• EXERCISE DETAILS: Read the listing below and tally the lines that contain "window"; the reply is that tally only.

★ ★ ★ ★ ★ ★ ★

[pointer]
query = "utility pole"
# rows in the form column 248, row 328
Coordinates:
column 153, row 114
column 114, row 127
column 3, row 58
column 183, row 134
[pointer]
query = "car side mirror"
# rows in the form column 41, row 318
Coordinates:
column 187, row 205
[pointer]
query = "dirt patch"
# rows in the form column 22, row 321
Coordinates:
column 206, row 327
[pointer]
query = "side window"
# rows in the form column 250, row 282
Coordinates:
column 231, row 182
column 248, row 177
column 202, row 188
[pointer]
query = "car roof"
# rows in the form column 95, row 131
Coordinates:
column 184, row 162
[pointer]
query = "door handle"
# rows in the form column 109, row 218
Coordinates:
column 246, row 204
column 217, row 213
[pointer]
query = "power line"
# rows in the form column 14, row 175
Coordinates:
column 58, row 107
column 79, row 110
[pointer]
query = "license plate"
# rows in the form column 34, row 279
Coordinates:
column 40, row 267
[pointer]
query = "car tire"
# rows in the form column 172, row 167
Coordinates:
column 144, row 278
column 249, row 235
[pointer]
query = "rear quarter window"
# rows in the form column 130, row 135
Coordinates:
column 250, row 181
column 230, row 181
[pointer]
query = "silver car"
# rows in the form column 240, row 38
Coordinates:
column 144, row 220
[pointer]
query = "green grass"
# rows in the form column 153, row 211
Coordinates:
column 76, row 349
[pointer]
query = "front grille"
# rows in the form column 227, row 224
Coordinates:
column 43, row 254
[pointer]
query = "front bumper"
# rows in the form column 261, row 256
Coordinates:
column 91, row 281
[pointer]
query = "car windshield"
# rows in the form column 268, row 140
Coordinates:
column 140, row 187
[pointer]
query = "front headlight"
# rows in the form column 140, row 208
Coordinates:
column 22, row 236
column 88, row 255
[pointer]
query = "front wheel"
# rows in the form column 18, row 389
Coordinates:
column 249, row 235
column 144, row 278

★ ★ ★ ★ ★ ★ ★

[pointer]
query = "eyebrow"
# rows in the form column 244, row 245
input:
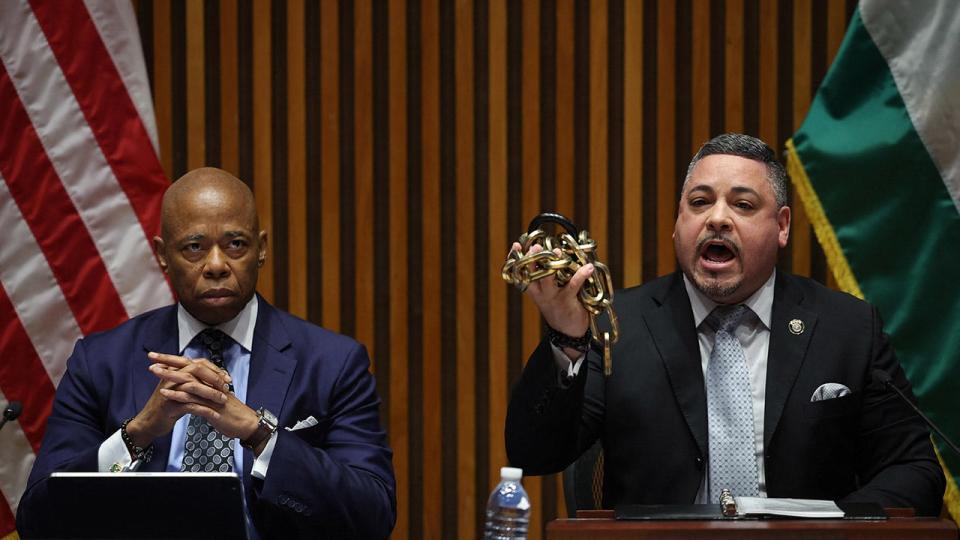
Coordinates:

★ ★ ★ ★ ★ ★ ★

• RESULT: 2